**Task to carry out**
After locating the line with "(189, 13), using the photo above." in the records below, print it and every line after it exactly.

----- Source data

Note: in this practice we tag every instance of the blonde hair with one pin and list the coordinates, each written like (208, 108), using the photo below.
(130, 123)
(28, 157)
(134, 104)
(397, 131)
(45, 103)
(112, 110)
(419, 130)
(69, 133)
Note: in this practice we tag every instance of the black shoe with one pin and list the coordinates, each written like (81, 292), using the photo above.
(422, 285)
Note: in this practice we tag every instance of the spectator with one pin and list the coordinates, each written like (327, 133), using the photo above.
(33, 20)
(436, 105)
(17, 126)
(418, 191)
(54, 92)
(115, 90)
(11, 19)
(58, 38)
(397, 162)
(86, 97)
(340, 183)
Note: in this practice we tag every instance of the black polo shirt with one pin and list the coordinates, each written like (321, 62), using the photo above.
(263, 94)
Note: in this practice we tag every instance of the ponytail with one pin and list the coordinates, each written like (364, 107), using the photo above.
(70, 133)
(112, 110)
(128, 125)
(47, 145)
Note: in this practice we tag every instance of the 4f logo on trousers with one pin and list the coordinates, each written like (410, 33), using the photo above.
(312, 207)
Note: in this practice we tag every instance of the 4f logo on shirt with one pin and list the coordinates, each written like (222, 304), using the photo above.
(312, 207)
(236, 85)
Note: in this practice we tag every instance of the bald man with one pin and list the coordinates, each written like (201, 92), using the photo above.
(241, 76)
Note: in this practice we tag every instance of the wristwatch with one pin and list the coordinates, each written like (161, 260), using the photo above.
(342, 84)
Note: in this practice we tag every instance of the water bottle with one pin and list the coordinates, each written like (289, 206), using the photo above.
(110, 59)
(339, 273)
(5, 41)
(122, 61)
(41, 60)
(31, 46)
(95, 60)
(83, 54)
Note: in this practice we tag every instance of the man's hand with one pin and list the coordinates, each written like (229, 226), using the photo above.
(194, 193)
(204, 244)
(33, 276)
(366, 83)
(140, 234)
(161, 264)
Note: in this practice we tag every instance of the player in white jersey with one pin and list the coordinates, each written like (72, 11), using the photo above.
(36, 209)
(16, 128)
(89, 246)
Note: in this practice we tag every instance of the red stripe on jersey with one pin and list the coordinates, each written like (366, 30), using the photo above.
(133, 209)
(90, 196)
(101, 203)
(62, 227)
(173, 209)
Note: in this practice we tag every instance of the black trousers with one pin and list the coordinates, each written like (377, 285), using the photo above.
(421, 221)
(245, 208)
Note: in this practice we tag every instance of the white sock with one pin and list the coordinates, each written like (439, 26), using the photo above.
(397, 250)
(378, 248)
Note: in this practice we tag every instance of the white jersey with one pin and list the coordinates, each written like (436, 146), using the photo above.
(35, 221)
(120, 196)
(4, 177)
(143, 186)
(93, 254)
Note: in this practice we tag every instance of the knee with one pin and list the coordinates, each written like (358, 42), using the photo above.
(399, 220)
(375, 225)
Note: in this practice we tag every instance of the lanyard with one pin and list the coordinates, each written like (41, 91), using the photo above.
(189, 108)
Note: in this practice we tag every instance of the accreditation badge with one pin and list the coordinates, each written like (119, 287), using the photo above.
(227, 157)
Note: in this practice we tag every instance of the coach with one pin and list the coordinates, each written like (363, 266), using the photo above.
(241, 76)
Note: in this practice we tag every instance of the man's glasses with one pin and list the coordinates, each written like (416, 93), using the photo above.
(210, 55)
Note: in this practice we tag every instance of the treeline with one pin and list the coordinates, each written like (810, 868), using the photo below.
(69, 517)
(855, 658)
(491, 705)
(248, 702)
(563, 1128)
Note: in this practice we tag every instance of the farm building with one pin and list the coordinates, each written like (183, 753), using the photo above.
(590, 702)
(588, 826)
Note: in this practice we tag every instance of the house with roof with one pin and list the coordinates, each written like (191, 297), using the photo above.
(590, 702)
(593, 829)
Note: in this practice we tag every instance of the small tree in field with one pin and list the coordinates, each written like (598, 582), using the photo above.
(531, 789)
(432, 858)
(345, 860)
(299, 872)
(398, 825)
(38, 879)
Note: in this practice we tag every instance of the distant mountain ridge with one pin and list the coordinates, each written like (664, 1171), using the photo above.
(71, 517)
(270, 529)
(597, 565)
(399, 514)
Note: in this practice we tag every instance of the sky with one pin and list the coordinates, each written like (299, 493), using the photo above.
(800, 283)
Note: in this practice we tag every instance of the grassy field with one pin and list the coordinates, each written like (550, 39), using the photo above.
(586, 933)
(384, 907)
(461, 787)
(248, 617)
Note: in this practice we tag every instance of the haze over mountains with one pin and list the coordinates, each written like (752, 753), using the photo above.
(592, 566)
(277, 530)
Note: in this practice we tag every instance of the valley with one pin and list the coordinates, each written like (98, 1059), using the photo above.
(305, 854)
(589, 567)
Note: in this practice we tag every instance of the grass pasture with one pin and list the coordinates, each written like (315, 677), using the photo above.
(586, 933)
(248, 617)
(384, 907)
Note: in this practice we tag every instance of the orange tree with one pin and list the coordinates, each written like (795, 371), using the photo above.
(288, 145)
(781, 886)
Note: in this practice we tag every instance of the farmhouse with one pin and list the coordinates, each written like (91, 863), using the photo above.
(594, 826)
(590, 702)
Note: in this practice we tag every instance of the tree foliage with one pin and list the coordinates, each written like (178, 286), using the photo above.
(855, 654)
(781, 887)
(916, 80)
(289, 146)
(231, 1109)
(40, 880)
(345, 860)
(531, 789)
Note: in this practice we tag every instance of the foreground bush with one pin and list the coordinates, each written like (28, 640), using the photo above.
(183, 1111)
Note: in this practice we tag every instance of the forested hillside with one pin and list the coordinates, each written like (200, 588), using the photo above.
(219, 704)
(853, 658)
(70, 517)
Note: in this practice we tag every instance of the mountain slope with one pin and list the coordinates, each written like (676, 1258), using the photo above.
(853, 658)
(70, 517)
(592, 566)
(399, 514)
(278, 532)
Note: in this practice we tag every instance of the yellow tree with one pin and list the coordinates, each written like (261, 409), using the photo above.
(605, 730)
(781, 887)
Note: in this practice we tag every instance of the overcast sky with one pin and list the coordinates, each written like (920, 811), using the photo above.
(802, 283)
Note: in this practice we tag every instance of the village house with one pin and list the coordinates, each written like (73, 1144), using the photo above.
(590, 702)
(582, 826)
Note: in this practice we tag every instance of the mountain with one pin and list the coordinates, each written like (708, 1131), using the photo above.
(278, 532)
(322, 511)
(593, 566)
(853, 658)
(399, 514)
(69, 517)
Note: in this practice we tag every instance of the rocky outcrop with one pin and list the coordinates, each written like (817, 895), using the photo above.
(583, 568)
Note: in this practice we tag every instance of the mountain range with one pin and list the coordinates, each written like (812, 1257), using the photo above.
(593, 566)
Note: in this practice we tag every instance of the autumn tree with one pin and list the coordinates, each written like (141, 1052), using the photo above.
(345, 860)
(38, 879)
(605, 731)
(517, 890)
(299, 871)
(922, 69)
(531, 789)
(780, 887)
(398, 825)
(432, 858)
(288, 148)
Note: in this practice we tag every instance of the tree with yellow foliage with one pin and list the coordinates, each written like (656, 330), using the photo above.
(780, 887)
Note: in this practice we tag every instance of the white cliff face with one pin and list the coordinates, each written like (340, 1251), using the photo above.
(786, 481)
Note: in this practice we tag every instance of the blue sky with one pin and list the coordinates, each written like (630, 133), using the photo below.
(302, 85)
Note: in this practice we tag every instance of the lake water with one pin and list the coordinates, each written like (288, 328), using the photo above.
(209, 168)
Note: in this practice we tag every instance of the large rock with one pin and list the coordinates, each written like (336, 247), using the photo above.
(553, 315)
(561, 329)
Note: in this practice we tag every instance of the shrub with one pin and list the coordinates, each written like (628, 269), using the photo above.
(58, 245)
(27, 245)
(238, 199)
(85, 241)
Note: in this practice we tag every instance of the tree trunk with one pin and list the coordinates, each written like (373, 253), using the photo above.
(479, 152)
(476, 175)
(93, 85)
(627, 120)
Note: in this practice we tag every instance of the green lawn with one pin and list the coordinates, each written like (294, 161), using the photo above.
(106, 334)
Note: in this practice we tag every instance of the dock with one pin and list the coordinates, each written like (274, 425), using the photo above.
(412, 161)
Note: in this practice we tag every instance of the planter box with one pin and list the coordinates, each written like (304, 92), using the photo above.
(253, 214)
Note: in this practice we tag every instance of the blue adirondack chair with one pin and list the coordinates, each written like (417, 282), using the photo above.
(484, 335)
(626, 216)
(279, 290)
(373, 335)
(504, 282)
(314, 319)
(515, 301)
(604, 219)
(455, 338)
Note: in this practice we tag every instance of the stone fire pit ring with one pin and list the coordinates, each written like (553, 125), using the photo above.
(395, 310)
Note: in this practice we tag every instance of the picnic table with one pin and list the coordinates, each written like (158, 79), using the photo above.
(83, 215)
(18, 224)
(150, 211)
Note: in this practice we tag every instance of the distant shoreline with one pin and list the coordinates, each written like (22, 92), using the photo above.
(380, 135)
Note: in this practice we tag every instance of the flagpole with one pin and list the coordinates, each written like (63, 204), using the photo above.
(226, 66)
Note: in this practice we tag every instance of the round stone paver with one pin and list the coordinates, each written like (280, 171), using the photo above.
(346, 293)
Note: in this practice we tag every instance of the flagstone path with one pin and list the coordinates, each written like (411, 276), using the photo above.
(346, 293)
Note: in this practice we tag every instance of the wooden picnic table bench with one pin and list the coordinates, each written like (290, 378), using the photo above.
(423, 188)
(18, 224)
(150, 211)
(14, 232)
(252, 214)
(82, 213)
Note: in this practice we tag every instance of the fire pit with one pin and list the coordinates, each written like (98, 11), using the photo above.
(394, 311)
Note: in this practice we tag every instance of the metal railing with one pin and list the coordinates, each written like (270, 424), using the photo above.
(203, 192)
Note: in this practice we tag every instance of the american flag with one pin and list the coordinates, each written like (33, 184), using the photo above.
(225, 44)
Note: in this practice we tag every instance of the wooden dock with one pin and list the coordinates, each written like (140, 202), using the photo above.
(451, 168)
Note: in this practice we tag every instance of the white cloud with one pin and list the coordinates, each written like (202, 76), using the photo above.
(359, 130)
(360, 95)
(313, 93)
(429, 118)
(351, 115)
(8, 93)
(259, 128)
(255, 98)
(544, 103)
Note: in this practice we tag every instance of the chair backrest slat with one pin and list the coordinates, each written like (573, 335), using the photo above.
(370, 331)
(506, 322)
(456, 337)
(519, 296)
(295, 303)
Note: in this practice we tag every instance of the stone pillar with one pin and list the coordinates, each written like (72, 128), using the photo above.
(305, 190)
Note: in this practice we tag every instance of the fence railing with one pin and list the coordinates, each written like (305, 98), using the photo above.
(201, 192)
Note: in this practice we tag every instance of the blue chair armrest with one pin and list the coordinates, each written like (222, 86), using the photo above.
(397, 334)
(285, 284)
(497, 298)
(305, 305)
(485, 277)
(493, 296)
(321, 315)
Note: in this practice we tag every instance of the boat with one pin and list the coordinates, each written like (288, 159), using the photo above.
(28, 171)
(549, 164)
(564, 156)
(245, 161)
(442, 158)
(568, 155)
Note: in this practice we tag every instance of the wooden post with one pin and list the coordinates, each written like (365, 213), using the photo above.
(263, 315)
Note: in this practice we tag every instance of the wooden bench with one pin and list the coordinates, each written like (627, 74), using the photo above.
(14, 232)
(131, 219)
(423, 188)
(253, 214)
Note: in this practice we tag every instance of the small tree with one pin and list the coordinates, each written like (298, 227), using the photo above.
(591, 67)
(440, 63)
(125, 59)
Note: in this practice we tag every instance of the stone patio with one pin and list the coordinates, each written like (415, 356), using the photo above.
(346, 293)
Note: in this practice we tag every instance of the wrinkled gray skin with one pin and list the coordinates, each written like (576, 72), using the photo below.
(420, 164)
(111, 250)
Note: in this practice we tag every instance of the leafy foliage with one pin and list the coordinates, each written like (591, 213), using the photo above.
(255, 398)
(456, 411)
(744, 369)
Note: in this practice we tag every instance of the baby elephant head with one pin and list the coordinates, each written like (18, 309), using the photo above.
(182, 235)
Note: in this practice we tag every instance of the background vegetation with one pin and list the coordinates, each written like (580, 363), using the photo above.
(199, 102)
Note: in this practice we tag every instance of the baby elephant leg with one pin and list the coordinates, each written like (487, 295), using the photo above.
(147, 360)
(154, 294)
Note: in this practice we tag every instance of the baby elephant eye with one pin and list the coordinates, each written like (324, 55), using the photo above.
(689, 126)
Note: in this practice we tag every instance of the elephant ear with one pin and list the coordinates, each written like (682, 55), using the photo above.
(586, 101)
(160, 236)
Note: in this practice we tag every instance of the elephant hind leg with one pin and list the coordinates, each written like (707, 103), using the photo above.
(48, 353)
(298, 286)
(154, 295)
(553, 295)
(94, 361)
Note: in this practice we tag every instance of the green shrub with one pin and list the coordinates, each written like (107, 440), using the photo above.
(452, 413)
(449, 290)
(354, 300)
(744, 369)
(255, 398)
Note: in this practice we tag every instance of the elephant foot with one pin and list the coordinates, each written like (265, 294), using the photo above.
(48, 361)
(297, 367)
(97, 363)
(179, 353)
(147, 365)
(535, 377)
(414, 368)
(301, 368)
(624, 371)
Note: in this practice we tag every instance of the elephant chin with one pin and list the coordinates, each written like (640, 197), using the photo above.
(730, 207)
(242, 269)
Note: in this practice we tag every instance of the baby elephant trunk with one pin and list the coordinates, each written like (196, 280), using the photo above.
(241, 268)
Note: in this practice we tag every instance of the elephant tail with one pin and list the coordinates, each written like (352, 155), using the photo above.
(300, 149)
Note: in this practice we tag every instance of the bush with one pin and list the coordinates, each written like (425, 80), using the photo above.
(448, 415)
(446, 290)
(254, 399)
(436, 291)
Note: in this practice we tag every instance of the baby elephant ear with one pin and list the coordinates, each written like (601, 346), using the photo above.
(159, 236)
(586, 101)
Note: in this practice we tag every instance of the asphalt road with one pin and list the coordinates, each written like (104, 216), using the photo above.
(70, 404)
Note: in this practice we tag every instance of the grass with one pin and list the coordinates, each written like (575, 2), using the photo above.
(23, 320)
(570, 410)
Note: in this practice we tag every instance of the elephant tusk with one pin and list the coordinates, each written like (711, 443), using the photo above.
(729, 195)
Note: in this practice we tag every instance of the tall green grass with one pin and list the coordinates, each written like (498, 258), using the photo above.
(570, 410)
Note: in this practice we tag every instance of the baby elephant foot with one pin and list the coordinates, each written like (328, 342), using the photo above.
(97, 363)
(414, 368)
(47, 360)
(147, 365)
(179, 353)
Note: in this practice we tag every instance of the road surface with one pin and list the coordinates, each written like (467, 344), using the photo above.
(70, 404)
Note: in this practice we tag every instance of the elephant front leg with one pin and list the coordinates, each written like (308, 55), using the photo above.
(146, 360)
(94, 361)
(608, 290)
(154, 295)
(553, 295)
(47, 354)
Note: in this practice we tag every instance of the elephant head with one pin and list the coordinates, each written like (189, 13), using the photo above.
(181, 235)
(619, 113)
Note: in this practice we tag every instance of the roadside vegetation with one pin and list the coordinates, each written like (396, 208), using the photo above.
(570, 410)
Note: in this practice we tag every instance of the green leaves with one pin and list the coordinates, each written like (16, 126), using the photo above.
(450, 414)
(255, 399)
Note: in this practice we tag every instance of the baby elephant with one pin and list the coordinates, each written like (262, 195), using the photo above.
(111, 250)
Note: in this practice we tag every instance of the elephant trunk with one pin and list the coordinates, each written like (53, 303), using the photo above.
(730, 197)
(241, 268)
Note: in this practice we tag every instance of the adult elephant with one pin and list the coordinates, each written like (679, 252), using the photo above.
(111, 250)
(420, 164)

----------

**Solution for this exercise**
Note: in this practice we tag every instance of the elephant head with one pin and list the coordinates, each written like (189, 13), using the photo above.
(181, 235)
(619, 113)
Note: in this practice we tag every instance of the roadside vegetation with one pin and list the coordinates, each written like (396, 208), using the photo above.
(570, 410)
Note: in this practice we tag every instance of the green leaves with one pin and list the coordinates, each written like (16, 126), using the photo above.
(450, 414)
(255, 399)
Note: in this practice we tag every instance of the baby elephant with one pin and list the coordinates, each written like (262, 195), using the photo above.
(111, 250)
Note: in this practice we tag every instance of the elephant trunk with one pin and list the coordinates, each written like (53, 303), using the photo above.
(730, 197)
(241, 268)
Note: in this practice we tag every instance of the adult elephant with one pin and list the coordinates, each written like (679, 252), using the photo above.
(111, 250)
(420, 164)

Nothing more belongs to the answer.